Point annotation records

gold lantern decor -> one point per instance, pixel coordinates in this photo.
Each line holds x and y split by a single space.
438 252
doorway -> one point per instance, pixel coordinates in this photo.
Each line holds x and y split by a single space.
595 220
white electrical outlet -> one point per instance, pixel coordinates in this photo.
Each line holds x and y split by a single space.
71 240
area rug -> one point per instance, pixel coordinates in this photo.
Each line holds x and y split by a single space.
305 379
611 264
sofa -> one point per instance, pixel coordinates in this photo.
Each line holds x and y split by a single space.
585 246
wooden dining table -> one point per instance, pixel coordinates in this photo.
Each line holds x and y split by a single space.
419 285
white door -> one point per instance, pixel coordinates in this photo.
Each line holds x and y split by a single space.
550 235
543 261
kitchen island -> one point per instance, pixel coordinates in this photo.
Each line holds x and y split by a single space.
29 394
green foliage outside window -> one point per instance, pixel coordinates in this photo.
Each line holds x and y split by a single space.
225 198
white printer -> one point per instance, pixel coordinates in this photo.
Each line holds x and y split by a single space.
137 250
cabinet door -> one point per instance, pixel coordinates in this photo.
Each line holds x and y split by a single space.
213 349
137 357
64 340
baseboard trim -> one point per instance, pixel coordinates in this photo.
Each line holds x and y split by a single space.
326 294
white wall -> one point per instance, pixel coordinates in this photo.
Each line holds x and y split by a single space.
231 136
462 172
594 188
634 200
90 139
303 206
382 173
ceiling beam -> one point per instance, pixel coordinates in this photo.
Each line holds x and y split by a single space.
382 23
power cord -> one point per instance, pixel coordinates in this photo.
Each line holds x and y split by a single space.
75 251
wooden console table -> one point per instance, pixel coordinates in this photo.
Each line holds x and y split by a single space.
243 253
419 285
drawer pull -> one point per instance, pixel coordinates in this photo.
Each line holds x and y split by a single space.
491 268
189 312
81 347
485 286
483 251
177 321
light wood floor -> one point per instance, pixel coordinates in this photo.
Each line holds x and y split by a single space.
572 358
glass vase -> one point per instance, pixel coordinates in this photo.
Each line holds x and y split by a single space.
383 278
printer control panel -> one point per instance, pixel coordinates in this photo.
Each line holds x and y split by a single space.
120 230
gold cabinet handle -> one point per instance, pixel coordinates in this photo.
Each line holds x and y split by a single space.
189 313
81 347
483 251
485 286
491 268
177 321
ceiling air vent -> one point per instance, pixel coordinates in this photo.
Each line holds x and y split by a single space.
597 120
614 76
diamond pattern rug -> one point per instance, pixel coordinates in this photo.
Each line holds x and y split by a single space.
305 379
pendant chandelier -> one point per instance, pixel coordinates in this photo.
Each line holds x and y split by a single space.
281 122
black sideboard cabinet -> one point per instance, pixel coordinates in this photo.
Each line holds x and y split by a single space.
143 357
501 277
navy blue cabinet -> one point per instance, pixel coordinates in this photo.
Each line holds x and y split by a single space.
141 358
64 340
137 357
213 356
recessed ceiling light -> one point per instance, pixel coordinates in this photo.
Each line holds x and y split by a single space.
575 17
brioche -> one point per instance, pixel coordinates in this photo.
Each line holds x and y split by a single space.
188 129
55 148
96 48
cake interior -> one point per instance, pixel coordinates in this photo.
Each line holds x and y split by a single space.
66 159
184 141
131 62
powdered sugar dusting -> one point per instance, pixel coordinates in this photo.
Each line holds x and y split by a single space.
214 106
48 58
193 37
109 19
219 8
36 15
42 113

- WHAT IS NEEDED
Quote, word for word, every line starting at the one that contains "glass vase ->" and ending with the final line of the entries.

- RESPONSE TO THE TASK
glass vase -> one point per instance, pixel coordinates in this photo.
Each line holds x and y split by a single space.
383 278
printer control panel -> one point per instance, pixel coordinates in this photo.
Each line holds x and y split by a single space.
120 230
gold cabinet handle -> one point per instance, pixel coordinates in this photo.
Each line holds x and y split by a single space.
189 313
81 347
483 251
485 286
491 268
177 321
ceiling air vent -> one point per instance, pixel coordinates in this photo.
Each line holds x and y split by a single space.
597 120
614 76
diamond pattern rug -> one point per instance, pixel coordinates in this photo.
Each line holds x and y split by a single space.
305 379
pendant chandelier -> one point per instance, pixel coordinates in this photo.
Each line holds x and y split by a single space.
281 122
black sideboard cabinet -> one point per instance, pixel coordinates in this photo.
Each line holds x and y split by a single space.
143 357
501 277
navy blue cabinet -> one point per instance, pixel coordinates in this photo.
Each line holds x and y split by a single space.
141 358
64 340
137 357
213 356
recessed ceiling light -> one point per instance, pixel coordinates in this photo.
Each line holds x and y split by a single space.
575 17
brioche -> one point per instance, pixel coordinates in this photo.
Each line holds x and y split by a single space.
188 129
55 148
96 48
cake interior -> one point per instance, pixel coordinates in this photo.
Each line holds x and y split by a single space.
66 159
184 141
131 62
powdered sugar dusting -> one point per instance, pixel coordinates in this photo.
Each line holds x and y split by a single space.
214 106
48 58
193 37
109 19
219 8
36 15
42 113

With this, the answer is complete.